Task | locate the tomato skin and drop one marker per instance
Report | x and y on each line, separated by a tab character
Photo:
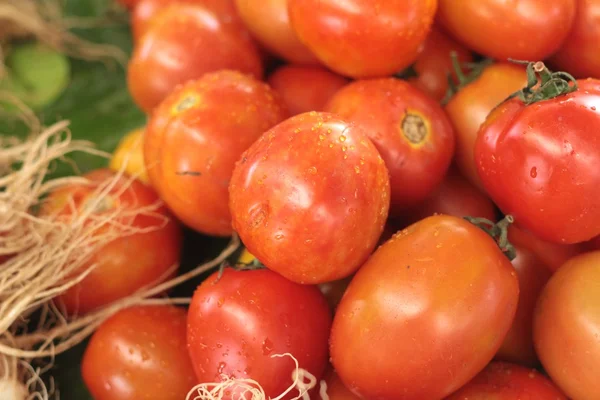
314	217
236	323
416	157
128	355
221	115
270	24
505	381
432	306
184	32
434	63
537	163
469	108
566	324
363	38
127	263
305	88
529	29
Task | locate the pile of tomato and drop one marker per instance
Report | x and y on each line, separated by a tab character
416	184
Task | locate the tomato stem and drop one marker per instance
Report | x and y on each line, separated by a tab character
498	231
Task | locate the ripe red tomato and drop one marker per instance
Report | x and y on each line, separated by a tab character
579	52
468	109
536	163
434	63
310	198
139	353
566	326
174	50
238	322
425	313
125	264
454	196
410	130
305	88
195	137
363	38
522	30
269	22
504	381
144	12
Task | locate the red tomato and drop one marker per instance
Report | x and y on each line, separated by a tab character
566	326
579	53
537	163
434	64
195	137
268	20
174	50
305	88
310	198
468	109
454	196
238	322
125	264
425	313
504	381
522	30
139	353
363	38
410	130
143	14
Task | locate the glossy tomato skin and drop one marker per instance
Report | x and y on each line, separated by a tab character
434	63
410	130
505	381
521	30
139	353
269	22
432	306
127	263
195	137
538	163
579	52
566	325
454	196
144	12
469	108
173	51
305	88
311	197
363	38
238	322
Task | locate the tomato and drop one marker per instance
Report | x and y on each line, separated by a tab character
578	53
363	38
425	313
500	29
195	137
270	24
144	12
504	381
454	196
139	353
174	49
238	322
310	198
469	108
434	63
128	262
305	88
410	130
537	163
566	326
129	156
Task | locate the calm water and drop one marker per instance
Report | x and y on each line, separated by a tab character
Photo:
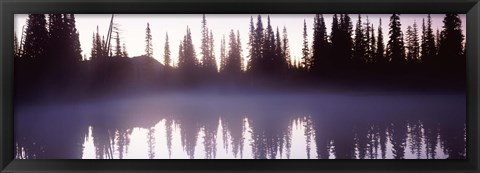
206	126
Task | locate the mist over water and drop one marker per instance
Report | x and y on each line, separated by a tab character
208	125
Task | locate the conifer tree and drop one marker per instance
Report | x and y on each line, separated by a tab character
36	36
451	46
223	56
360	46
16	46
166	57
335	39
118	47
148	42
373	45
305	51
268	47
286	48
347	45
395	46
252	49
233	63
320	44
208	62
124	48
380	52
280	61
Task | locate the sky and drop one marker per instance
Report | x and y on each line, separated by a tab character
132	29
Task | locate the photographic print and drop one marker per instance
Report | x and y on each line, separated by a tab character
240	86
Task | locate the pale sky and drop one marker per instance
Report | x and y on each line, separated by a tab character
132	27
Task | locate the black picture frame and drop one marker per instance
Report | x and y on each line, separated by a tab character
10	7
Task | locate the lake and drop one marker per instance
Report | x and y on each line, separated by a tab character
297	125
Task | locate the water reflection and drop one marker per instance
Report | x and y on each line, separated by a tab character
298	141
219	135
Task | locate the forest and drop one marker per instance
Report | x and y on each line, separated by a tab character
48	59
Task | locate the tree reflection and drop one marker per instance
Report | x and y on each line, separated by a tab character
268	137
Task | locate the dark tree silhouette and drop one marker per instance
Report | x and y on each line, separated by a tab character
451	46
438	40
124	48
360	46
373	45
118	47
305	50
380	52
413	48
286	48
187	62
148	42
252	50
335	39
395	47
16	46
258	48
280	62
428	49
223	55
208	61
268	49
166	57
36	37
346	41
233	64
319	45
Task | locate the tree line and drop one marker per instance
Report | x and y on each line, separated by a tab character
53	47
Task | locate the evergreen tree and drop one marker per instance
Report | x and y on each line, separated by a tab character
223	56
360	46
166	57
73	40
16	46
395	46
36	36
320	44
286	48
181	55
257	59
409	46
428	42
438	40
98	46
253	59
380	52
335	39
208	62
233	64
212	53
124	53
268	48
373	45
188	63
239	48
451	46
118	47
148	42
413	48
280	61
93	52
305	51
346	41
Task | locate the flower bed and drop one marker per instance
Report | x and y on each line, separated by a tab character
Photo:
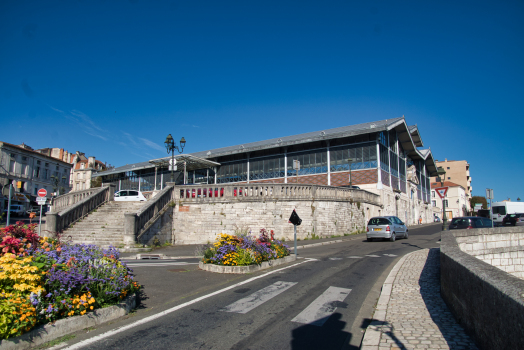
245	250
43	280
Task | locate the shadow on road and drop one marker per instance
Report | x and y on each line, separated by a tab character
328	336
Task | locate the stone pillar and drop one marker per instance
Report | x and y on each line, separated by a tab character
130	229
51	225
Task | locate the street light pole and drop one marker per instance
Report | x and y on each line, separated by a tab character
350	160
442	174
170	147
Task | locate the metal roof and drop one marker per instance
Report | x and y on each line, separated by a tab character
322	135
192	163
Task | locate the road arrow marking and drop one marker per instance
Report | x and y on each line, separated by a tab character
258	298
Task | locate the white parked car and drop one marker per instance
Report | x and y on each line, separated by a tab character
129	196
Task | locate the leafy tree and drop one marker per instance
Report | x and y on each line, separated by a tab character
478	199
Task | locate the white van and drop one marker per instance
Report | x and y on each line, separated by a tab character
501	209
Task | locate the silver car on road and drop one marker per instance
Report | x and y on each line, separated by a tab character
389	227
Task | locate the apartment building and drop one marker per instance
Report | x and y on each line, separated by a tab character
457	171
30	171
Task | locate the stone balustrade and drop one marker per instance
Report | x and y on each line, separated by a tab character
261	191
67	200
56	222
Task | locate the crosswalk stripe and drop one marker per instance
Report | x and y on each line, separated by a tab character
160	264
247	304
321	308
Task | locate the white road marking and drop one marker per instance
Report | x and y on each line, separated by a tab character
321	308
110	333
247	304
160	264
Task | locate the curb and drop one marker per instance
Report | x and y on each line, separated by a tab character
51	331
371	339
245	269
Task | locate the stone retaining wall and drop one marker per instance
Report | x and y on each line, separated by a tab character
500	247
486	301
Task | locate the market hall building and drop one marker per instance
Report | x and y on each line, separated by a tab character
384	156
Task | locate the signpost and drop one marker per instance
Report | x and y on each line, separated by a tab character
489	195
442	194
295	220
41	200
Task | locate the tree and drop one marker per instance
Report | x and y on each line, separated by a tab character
478	199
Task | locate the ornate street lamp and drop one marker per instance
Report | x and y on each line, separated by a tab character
170	147
442	175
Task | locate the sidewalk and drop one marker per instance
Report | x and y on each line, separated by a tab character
188	250
410	313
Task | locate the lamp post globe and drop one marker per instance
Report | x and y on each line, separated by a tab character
442	175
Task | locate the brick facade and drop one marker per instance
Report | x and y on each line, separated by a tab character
360	177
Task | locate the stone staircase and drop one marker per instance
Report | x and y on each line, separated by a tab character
103	227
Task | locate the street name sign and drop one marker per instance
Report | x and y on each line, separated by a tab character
442	191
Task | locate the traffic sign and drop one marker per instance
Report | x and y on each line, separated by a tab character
442	191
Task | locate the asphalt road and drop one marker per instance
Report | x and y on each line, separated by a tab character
323	300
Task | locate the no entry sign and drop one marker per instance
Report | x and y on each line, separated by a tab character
441	191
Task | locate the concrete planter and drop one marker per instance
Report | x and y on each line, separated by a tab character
48	332
245	269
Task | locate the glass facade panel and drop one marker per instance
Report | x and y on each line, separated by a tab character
364	157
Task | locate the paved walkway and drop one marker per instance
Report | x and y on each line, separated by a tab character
410	313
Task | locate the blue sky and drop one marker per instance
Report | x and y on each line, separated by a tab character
113	78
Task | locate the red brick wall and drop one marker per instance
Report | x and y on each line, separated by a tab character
360	177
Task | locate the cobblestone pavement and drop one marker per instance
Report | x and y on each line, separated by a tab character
415	316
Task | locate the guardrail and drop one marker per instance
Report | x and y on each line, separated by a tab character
58	221
67	200
261	191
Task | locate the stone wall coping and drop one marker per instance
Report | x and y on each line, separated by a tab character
487	301
245	269
51	331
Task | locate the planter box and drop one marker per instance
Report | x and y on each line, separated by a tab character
246	269
45	333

DESCRIPTION OF THE TASK
Reproduce every entry above word for word, leaving out the pictures.

TASK ANSWER
Task | locate the tomato skin and drop one marker per instance
Report | x and y on each line, separated by a tab character
Photo:
314	217
236	323
416	157
128	355
221	115
270	24
505	381
432	306
184	32
434	63
537	163
469	108
566	324
363	38
127	263
305	88
529	29
Task | locate the pile of tomato and drop one marker per instance
Report | x and y on each line, separated by a tab character
416	184
Task | locate the tomato stem and drop one marker per instance
Report | x and y on each line, separated by a tab character
498	231
Task | locate the ripe red tomato and drop one marker per instance
Report | x and y on each line, separated by a tab character
579	52
468	109
536	163
434	63
310	198
139	353
566	326
174	50
238	322
425	313
125	264
454	196
410	130
305	88
195	137
363	38
522	30
269	22
504	381
144	12
Task | locate the red tomato and drop one marker per instance
Report | x and y on each line, separated by a tab character
566	326
579	53
537	163
434	64
195	137
268	20
174	50
305	88
310	198
468	109
454	196
238	322
125	264
425	313
504	381
522	30
139	353
363	38
410	130
143	14
Task | locate the glossy tomato skin and drop one marker per instance
Report | x and y on each line, separated by a tab character
434	63
410	130
505	381
521	30
139	353
269	22
432	306
127	263
195	137
538	163
579	52
566	325
454	196
144	12
469	108
173	51
305	88
311	197
363	38
238	322
Task | locate the tomato and drop one marker per instance
Report | x and y on each line, separated by a tab character
578	53
363	38
425	313
500	29
195	137
270	24
144	12
504	381
454	196
139	353
174	49
238	322
310	198
469	108
434	63
128	262
305	88
410	130
537	163
566	326
129	156
Task | locate the calm water and drop one marker per instance
Report | x and y on each line, separated by a tab character
Photo:
206	126
Task | locate the mist over water and drop one marker per instance
Report | x and y on each line, separated by a tab character
208	125
Task | locate the conifer tree and drop one marker per instance
Report | x and y on each line, separated by a tab character
36	36
451	46
223	56
360	46
16	46
166	57
335	39
118	47
148	42
373	45
305	51
268	47
286	48
347	45
395	46
252	49
233	63
320	44
208	62
124	48
380	52
280	61
Task | locate the sky and drop one marker per instance
Report | x and y on each line, separated by a tab character
132	29
Task | locate the photographic print and drop one marker per instance
Report | x and y on each line, separated by a tab character
240	86
Task | locate the pale sky and drop one marker per instance
Report | x and y on each line, separated by a tab character
132	27
Task | locate the black picture frame and drop one marker per instance
Report | x and y on each line, separated by a tab character
10	7
Task | locate the lake and drop one marker per instance
Report | x and y on each line, separated by a tab character
297	125
Task | locate the water reflection and drop one marker per instance
Report | x and y on each line, separated by a tab character
298	141
219	135
Task | locate the forest and drop one marker per instance
Report | x and y on each line, separated by a tab character
48	59
Task | locate the tree reflection and drop one marker per instance
Report | x and y on each line, separated by a tab character
268	137
Task | locate the dark tree silhouette and drop one marker per instance
Report | x and y on each line, separated by a tab character
451	46
438	40
124	48
360	46
373	45
118	47
305	50
380	52
413	48
286	48
187	62
148	42
252	50
335	39
395	47
16	46
258	48
280	62
428	49
223	55
208	61
268	49
166	57
36	37
346	41
233	64
319	45
Task | locate the tree line and drop one marker per instance
Report | x and y on each line, separated by a tab character
53	47
Task | locate the evergreen tree and drop one marker per instance
Report | x and y on each line, separated by a tab character
223	56
360	46
166	57
73	40
16	46
395	46
36	36
320	44
286	48
181	55
257	59
409	46
428	42
438	40
98	46
253	59
380	52
335	39
208	62
233	64
212	53
124	53
268	48
373	45
188	63
239	48
451	46
118	47
148	42
413	48
280	61
93	52
305	51
346	41
Task | locate the flower bed and drop one marker per instance
Report | x and y on each line, separated by a tab character
Photo:
245	250
43	280
Task | locate the shadow on road and drop one marker per instance
Report | x and y on each line, separated by a tab character
328	336
Task | locate the stone pillar and drop one marker per instance
Report | x and y on each line, separated by a tab character
130	229
51	225
Task | locate the street light pole and drop one marker per instance
Report | x and y on each line, separated by a tab character
350	160
442	174
170	147
Task | locate the metal roof and drop one marker per instance
Report | x and y on each line, separated by a tab character
322	135
192	163
Task | locate the road arrow marking and drop one marker per instance
Report | x and y on each line, separated by a tab character
258	298
Task | locate the white parked car and drop one marker per instance
Report | x and y on each line, separated by a tab character
129	196
Task | locate the leafy tree and drop one marker per instance
Report | x and y on each line, separated by a tab character
478	199
Task | locate the white van and drop one marker per instance
Report | x and y on each line, separated by a tab character
501	209
Task | locate the silver car on road and drop one marker per instance
Report | x and y on each line, separated by a tab character
389	227
Task | locate the apartment building and drop one marker per instance
Report | x and y on each line, separated by a tab character
457	171
30	171
Task | locate the stone balustrade and drop one marker per instance
Report | x and y on each line, separated by a tab character
261	191
67	200
56	222
Task | locate the crosswalk stripe and drop one marker per instance
Report | x and y on each line, separated by a tab character
160	264
247	304
321	308
Task | locate the white road marking and drop one marker per instance
Report | x and y on each line, separated by a tab character
321	308
110	333
247	304
160	264
Task | locate the curb and drop one marker per instance
Report | x and y on each line, separated by a tab character
51	331
371	339
245	269
Task | locate the stone retaining wall and drop one marker per instance
Report | x and y on each line, separated by a tab character
500	247
486	301
Task | locate the market hall building and drop one marker per instance
Report | x and y on each line, separated by a tab character
384	156
Task | locate the signpost and drop one marker per instance
Report | x and y on each line, separated by a tab character
489	195
442	194
295	220
41	200
Task | locate the tree and drop one marker per instance
Report | x and y on each line, separated by a tab character
478	199
Task | locate the ornate street lamp and drop one marker per instance
Report | x and y on each line, separated by a tab character
170	147
442	175
Task | locate the sidewalk and drop one marker per instance
Report | x and y on each line, separated by a tab character
188	250
410	313
Task | locate the lamp post globe and drop one marker per instance
Report | x and y on each line, separated by a tab character
442	175
Task | locate the brick facade and drop one marker per instance
Report | x and y on each line, separated by a tab character
360	177
Task | locate the stone staircase and drop one marker per instance
Report | x and y on each line, separated by a tab character
103	227
Task | locate the street name sign and drop one marker per instance
Report | x and y on each line, separated by a tab character
442	191
Task | locate the traffic sign and drop one marker per instance
Report | x and y on each line, separated by a tab character
442	191
Task | locate the asphalt road and drop one marker per instance
Report | x and y on each line, separated by a tab character
323	300
Task | locate the no entry sign and drop one marker per instance
Report | x and y on each line, separated by a tab character
441	191
Task | locate the concrete planter and drop one marker per instance
Report | x and y on each line, separated by a tab character
48	332
245	269
Task | locate the glass facade panel and drop one marker per instance
Report | x and y on each line, separated by a tab character
364	157
Task | locate the paved walkway and drop one marker per instance
Report | x and y on each line, separated by a tab character
410	313
Task | locate the blue sky and drop one marker per instance
Report | x and y on each line, separated by a tab character
113	78
Task | locate the red brick wall and drop one marker per instance
Report | x and y on each line, separated by a tab character
360	177
Task | locate the cobblestone pavement and drop one marker per instance
Report | x and y on each line, separated by a tab character
415	316
Task | locate the guardrail and drop one marker per instance
Report | x and y on each line, separated by a tab character
58	221
67	200
261	191
Task | locate the stone wall coping and drop one marker per instance
Report | x and y on each line, separated by a tab character
487	301
245	269
51	331
Task | locate the planter box and drop one marker per instance
Report | x and y on each line, separated by a tab character
246	269
45	333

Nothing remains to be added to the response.